**Work order**
Set down the entries again word for word, without any of the images.

━━━━━━━━━━

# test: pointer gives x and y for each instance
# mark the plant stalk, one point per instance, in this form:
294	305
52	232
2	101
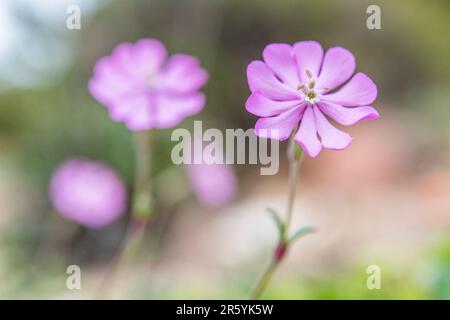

━━━━━━━━━━

**Result for this exercise**
# test: pointer gives x and y for each instance
# mark the plant stalk, one point per instance, in this form:
294	305
52	232
2	101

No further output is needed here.